In the strangely parent-less world of Brick, kids converse in hipster noir lingo that seems to be at odds with the sun-streaked suburban locale. The usually banal high school setting is inflected with an eerie seriousness, as are the characters that inhabit this bleak landscape.

An intricate murder mystery is slowly unravelled by the unflappable man-with-a-plan Brendan and while the story is perhaps familiar ground for anyone even vaguely familiar with the noir tradition, it is a story worth telling.

Solid performances are delivered by a relatively unknown cast; Gordon-Levitt in particular shines as Brendan. Having escaped the hell of child stardom (he played Tommy in 90s sitcom ‘Third rock from the Sun’), Gordon-Levitt seems only a few more wise character choices away from indie-to-mainstream, Gyllenhaal-styled stardom (hello, (500) days of summer?).

The almost Western styled guitar strains that echo throughout Brick add to the intence, haunted feel of the film and further emphasise the care put into this production. A promising first feature from director-to-watch Rian Johnson, Brick is the kind of intricate film that benefits from repeat viewings.

Consider/Further Study etc

  • In what ways does Brick resemble classic noir? In what ways does it subvert noir conventions to present a contemporary suburban image of film noir?

Picture region annotation data:
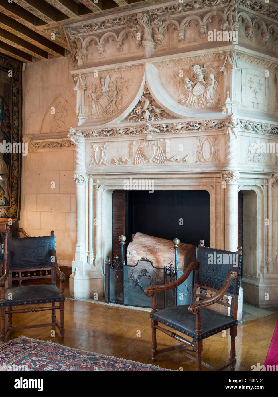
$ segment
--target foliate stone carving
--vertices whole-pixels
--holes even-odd
[[[107,142],[105,143],[92,143],[92,153],[90,166],[108,166]]]
[[[203,67],[201,62],[181,69],[178,72],[173,71],[168,79],[168,93],[173,96],[173,92],[174,99],[185,106],[202,108],[217,106],[220,96],[217,93],[218,82],[215,73],[219,72],[218,66],[211,62],[205,63]],[[182,77],[180,77],[181,74]]]
[[[254,1],[253,0],[238,0],[238,4],[269,18],[276,20],[278,18],[278,9],[271,6],[268,3]]]
[[[40,149],[52,149],[58,148],[67,148],[75,146],[74,143],[70,139],[61,139],[53,141],[32,141],[28,143],[28,150],[35,152]]]
[[[240,123],[235,114],[232,114],[230,121],[226,122],[227,128],[225,139],[226,162],[236,161],[238,152],[238,129]]]
[[[237,183],[240,178],[238,171],[224,171],[222,173],[222,179],[227,183]]]
[[[264,153],[257,153],[254,150],[253,146],[250,143],[247,150],[246,161],[252,163],[265,163],[266,162]]]
[[[129,158],[122,157],[120,160],[114,158],[116,165],[133,164],[140,165],[145,163],[150,164],[166,164],[167,162],[176,162],[185,163],[188,158],[187,155],[182,159],[180,156],[170,155],[170,143],[169,139],[155,139],[152,137],[146,138],[143,141],[134,141],[131,144],[129,151]]]
[[[236,59],[247,63],[253,64],[262,67],[276,70],[278,69],[277,63],[268,61],[267,60],[254,56],[240,51],[234,50],[231,51],[223,51],[213,52],[205,55],[197,55],[196,56],[188,56],[176,59],[167,60],[153,63],[158,68],[163,68],[167,66],[182,66],[183,65],[198,63],[202,62],[211,62],[213,60],[222,60],[225,59],[228,56],[231,59]]]
[[[222,129],[226,123],[221,120],[202,120],[194,121],[182,121],[176,123],[143,124],[134,123],[134,126],[128,127],[107,127],[103,129],[95,129],[73,131],[68,135],[69,137],[79,141],[80,137],[86,138],[98,138],[101,137],[123,137],[125,135],[146,135],[151,134],[172,134],[183,131],[212,131]],[[73,130],[73,129],[72,129]]]
[[[219,162],[217,148],[219,141],[217,135],[207,137],[197,137],[196,143],[198,150],[195,163]]]
[[[125,119],[132,123],[138,121],[153,121],[157,120],[175,118],[159,107],[151,95],[149,89],[145,84],[143,94],[138,103]]]
[[[254,131],[261,134],[278,134],[278,125],[266,123],[258,123],[248,120],[239,120],[239,129],[242,131]]]
[[[93,77],[90,80],[91,88],[87,89],[87,108],[88,117],[92,119],[112,116],[122,107],[124,98],[128,95],[133,79],[123,75],[115,76],[111,79],[107,75],[105,78]]]
[[[77,185],[79,183],[86,183],[89,179],[89,175],[86,173],[73,174],[73,177]]]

▶ [Given task 1]:
Do these statements agree with the Brick review? Answer yes or no for each, and quote the words from the review that settle it. (a) The cast of Brick is mostly well-known actors. (b) Gordon-Levitt once played Tommy in a 90s sitcom. (c) Brick is Rian Johnson's first feature.
▶ [Given task 2]:
Return the part of the Brick review that begins at the words "An intricate murder" and ends after "from repeat viewings.".
▶ [Given task 3]:
Write the next part of the review of the film Brick, starting right after its last sentence.

▶ [Exercise response 1]:
(a) No: "Solid performances are delivered by a relatively unknown cast"
(b) Yes: "he played Tommy in 90s sitcom ‘Third rock from the Sun’"
(c) Yes: "A promising first feature from director-to-watch Rian Johnson"

▶ [Exercise response 2]:
An intricate murder mystery is slowly unravelled by the unflappable man-with-a-plan Brendan and while the story is perhaps familiar ground for anyone even vaguely familiar with the noir tradition, it is a story worth telling.

Solid performances are delivered by a relatively unknown cast; Gordon-Levitt in particular shines as Brendan. Having escaped the hell of child stardom (he played Tommy in 90s sitcom ‘Third rock from the Sun’), Gordon-Levitt seems only a few more wise character choices away from indie-to-mainstream, Gyllenhaal-styled stardom (hello, (500) days of summer?).

The almost Western styled guitar strains that echo throughout Brick add to the intence, haunted feel of the film and further emphasise the care put into this production. A promising first feature from director-to-watch Rian Johnson, Brick is the kind of intricate film that benefits from repeat viewings.

▶ [Exercise response 3]:
  • Film noir is often suggested to be a ‘cinema of paranoia’. In what ways is this reflected within Brick?
  • Consider the last scene that takes place between Brendan and Brain. Without wanting to give too much away, notice Brain’s last path of movement. What might this suggest about his relationship with Brendan?
  • Emily, Kara and Laura all embody vastly different representations of femininity. In what ways are these characters similar to the classic femme fatale archetype? In what ways do they differ?
  • Throughout Brick, Kara is shown in many different costumes, each creating a distinctive representation of femininity. What might this suggest about contemporary understandings and constructions of femininity, and the normative understandings of femininity?
  • In the final exchange between Brendan and Laura, she whispers a “dirty word”. What might this suggest about the representation of masculinity within Brick?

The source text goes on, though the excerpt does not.